Text extract
*****

“We Can Contribute to the Larger Society Precisely Because We Are Scholars”
Being one of the nation’s best-respected civil libertarians comes with a certain amount of responsibility, and that’s one reason Geoffrey R. Stone, Edward H. Levi Distinguished Service Professor of Law and the Law School’s Interim Dean, keeps saying “yes.”
In the past two years, Stone has weighed in on some of the highest-profile issues of our time, offering his perspective at the highest levels of all three branches of government. He spent nearly five months holed away with four other experts to review National Security Agency practices in the wake of the Edward Snowden leak; joined a highly confidential group advising the Director of National Intelligence; met with White House officials on issues related to sexual violence on college campuses; and coauthored an amicus brief in the historic Obergefell v. Hodges case in which he and other scholars urged the Court to apply heightened scrutiny when determining whether laws, such as same-sex marriage bans, discriminate against gays and lesbians.
His work has had an impact. On June 2, 2015, President Obama signed the USA Freedom Act, which included several of the most important of the 46 recommendations Stone and the other members of President Obama’s Review Group on Intelligence and Communications Technology made in their 304-page report. The new law, among other things, imposes new limits on the bulk collection of US citizens’ telecommunications metadata by American intelligence agencies.
A few weeks later, on June 26, the Supreme Court handed down the much-anticipated 5–4 ruling in Obergefell, recognizing the constitutional right of same-sex couples to marry.

*****

Material provided
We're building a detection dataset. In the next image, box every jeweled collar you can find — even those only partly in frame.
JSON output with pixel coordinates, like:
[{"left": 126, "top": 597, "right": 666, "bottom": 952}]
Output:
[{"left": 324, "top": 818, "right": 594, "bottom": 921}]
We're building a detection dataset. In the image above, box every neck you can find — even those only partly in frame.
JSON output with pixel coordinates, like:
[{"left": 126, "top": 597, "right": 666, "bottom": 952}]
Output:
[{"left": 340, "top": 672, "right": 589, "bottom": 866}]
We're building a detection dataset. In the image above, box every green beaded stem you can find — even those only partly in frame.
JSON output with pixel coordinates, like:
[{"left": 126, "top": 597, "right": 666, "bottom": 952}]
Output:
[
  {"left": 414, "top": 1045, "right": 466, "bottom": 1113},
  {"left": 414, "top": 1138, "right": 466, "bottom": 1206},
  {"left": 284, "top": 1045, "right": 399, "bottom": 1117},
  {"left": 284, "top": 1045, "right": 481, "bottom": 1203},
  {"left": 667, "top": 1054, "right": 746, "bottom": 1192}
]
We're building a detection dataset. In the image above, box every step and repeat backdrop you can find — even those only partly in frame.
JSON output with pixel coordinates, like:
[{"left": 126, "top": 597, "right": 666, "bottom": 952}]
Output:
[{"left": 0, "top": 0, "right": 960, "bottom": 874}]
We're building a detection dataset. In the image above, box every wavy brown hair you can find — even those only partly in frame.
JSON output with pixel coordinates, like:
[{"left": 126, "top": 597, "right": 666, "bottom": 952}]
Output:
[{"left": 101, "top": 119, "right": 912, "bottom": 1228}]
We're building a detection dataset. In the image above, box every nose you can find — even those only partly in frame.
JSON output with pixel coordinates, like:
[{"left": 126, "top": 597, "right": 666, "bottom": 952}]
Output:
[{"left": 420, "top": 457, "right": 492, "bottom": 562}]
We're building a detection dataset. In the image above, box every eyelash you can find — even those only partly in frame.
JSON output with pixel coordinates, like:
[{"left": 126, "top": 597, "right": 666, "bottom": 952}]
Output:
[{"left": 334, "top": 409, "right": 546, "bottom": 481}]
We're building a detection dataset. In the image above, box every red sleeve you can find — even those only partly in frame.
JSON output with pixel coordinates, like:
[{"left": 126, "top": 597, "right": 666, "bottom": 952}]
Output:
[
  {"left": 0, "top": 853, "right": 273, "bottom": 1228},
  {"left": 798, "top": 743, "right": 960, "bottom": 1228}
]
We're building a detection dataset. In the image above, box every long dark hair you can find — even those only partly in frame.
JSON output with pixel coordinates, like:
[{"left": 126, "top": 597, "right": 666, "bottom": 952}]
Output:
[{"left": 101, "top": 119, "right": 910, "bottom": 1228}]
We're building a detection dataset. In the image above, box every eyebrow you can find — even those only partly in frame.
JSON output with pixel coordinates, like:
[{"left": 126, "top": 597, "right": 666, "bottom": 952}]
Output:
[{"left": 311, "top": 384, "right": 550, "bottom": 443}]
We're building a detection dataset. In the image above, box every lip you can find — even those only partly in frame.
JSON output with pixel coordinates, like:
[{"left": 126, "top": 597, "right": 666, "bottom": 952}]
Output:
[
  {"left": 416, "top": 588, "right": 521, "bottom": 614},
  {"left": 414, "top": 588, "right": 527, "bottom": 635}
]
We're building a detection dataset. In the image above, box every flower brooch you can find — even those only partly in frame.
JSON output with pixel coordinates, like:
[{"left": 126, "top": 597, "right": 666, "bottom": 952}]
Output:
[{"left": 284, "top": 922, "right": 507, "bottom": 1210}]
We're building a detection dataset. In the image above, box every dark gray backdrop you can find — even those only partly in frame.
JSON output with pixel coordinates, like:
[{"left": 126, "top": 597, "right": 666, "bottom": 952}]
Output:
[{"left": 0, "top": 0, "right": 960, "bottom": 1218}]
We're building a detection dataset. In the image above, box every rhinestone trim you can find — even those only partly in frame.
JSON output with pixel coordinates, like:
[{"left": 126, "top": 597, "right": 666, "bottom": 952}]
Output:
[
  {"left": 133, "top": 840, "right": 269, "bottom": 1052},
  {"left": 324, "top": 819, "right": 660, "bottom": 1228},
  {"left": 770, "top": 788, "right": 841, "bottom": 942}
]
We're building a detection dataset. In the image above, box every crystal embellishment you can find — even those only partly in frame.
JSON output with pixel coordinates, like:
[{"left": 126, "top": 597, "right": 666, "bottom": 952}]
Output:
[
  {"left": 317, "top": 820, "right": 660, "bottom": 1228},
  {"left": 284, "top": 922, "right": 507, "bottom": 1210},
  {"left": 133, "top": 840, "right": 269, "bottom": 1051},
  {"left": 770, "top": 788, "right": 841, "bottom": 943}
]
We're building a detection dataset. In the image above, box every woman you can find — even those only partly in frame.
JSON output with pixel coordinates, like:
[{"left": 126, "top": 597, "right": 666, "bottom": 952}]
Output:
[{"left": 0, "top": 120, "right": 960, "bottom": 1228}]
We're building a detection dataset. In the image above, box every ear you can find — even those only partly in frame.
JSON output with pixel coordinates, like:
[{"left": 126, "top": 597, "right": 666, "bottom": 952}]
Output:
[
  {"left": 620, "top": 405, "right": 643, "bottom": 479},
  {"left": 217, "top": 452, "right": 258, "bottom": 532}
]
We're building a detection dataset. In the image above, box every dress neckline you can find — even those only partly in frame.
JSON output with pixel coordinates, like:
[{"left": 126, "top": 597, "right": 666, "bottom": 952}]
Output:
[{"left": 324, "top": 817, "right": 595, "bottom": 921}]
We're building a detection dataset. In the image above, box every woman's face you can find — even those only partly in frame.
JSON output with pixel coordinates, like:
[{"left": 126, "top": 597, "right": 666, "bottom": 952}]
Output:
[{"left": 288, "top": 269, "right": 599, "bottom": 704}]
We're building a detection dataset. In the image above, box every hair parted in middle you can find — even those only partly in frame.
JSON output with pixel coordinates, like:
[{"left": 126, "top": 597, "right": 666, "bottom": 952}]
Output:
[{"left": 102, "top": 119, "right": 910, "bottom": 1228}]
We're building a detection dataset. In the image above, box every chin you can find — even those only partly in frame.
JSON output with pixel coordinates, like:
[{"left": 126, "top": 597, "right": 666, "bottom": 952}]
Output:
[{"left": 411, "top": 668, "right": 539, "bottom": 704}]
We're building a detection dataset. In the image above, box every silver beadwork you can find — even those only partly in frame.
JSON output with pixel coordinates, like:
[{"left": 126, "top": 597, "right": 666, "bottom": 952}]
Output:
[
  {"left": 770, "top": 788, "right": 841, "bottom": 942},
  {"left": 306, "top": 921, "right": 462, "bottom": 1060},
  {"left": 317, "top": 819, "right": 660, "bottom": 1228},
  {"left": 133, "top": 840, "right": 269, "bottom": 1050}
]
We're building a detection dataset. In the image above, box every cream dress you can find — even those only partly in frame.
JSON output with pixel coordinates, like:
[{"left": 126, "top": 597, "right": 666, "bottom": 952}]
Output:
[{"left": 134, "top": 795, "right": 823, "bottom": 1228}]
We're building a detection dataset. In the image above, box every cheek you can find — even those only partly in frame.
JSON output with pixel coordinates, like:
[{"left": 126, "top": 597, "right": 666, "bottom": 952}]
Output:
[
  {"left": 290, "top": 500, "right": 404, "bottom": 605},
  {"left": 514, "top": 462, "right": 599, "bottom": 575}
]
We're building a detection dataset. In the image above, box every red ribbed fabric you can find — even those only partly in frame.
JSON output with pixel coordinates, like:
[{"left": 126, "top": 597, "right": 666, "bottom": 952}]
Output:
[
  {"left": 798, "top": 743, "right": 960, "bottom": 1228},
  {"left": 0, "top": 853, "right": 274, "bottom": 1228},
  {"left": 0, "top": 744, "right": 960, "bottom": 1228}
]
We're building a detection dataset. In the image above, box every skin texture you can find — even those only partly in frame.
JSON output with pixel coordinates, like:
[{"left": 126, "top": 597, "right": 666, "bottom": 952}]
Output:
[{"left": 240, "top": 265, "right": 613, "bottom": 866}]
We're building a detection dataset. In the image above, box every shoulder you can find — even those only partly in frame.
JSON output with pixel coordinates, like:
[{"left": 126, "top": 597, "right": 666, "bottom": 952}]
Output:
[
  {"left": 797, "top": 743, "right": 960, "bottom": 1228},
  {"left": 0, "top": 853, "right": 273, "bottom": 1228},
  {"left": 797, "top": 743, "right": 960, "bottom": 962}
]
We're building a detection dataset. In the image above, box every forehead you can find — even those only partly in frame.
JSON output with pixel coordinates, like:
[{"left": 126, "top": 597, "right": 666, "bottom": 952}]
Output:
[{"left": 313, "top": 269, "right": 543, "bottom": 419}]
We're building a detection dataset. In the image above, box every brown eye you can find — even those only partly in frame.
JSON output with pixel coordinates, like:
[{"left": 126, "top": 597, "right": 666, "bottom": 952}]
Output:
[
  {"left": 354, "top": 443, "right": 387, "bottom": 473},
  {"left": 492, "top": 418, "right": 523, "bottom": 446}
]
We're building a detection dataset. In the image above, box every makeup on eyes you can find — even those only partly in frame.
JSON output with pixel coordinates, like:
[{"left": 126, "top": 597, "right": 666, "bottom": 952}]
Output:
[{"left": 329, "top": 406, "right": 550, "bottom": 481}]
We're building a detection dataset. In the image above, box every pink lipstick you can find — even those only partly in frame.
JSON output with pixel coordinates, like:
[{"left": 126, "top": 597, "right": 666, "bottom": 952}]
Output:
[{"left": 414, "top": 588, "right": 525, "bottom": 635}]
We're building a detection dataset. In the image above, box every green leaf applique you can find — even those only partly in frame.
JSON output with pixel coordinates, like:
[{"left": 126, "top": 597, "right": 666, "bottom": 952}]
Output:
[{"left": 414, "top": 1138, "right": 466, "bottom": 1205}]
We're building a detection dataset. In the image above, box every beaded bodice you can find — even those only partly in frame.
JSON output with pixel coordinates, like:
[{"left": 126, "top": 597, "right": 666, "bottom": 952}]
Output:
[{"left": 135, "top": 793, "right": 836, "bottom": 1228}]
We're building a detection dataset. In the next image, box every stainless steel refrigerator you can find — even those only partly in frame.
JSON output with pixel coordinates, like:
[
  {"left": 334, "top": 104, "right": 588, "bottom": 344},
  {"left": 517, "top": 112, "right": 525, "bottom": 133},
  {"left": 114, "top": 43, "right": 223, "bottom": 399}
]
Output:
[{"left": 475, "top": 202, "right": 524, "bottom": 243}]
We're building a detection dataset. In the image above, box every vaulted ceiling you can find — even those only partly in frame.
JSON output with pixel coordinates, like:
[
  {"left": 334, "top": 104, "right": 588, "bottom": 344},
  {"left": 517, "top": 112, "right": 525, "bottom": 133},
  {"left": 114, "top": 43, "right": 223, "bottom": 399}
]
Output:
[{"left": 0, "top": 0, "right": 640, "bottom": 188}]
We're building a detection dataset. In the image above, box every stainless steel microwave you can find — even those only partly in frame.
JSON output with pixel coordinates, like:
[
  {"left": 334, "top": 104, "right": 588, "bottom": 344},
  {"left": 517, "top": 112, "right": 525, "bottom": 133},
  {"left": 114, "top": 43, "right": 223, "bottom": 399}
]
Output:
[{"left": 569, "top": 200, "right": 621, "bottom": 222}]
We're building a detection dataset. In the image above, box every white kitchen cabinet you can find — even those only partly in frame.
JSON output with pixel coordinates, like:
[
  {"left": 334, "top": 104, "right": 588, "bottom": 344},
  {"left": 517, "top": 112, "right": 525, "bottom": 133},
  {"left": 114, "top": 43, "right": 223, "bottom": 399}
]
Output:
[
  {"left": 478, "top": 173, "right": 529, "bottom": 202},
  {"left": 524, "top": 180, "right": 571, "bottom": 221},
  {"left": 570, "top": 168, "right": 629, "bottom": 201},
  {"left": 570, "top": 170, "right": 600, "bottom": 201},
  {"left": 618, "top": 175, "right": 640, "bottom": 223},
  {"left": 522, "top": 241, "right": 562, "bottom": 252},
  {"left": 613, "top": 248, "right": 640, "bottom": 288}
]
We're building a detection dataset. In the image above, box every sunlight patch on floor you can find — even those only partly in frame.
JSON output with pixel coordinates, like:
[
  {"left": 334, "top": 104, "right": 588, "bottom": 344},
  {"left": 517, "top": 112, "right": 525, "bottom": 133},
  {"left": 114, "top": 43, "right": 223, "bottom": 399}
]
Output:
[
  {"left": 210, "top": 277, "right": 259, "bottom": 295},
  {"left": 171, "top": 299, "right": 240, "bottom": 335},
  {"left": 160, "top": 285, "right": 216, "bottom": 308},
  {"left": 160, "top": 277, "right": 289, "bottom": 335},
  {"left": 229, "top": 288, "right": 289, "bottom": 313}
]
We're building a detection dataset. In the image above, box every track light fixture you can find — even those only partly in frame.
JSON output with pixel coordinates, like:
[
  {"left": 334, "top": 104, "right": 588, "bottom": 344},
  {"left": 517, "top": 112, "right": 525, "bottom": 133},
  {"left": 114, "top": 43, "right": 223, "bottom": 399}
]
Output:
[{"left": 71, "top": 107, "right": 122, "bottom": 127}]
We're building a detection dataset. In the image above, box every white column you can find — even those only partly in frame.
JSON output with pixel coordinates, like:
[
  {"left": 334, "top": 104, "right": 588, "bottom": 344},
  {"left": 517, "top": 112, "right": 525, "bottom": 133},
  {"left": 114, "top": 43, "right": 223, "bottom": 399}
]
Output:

*****

Prompt A
Reproduce the profile of Geoffrey R. Stone between "His work has" and "couples to marry.", inclusive.
Prompt B
Carry on the profile of Geoffrey R. Stone from the point at which it stops.
The listing has no connection to the profile of Geoffrey R. Stone.

Exercise result A
His work has had an impact. On June 2, 2015, President Obama signed the USA Freedom Act, which included several of the most important of the 46 recommendations Stone and the other members of President Obama’s Review Group on Intelligence and Communications Technology made in their 304-page report. The new law, among other things, imposes new limits on the bulk collection of US citizens’ telecommunications metadata by American intelligence agencies.
A few weeks later, on June 26, the Supreme Court handed down the much-anticipated 5–4 ruling in Obergefell, recognizing the constitutional right of same-sex couples to marry.

Exercise result B
In between those two milestones, Stone sat down with Assistant Director of Communications Becky Beaupre Gillespie to discuss his recent advisory work, offering insight on the government, how he deals with steep learning curves—and why he thinks scholars have a responsibility to share what they know.
Gillespie: Your 2013 participation in the NSA Review Group was the highest profile of these recent experiences—and the one that you’ve said affected you most profoundly—but let’s talk first about some of the work you’ve done this year. In January, you joined the Senior Advisory Group to the Director of National Intelligence, James R. Clapper. I know there are strict confidentiality requirements, so I’ll just ask this: what can you tell us?
Stone: There are roughly a dozen members of the SAG, chaired by a former CEO of Lockheed Martin. It’s fair to say the purpose is to offer advice to the Director of National Intelligence about a range of issues involving the intelligence community. People bring different perspectives to bear on it. Part of why I’m there is to bring a legal perspective and, in particular, a civil liberties perspective. They clearly want to hear that, which is very much to their credit. The meetings have been lively, serious, and impressive.
Gillespie: Around the same time, you were asked to advise the White House on the campus sexual assault issue, which has centered on a difficult balance between victim protections and due process rights for the accused.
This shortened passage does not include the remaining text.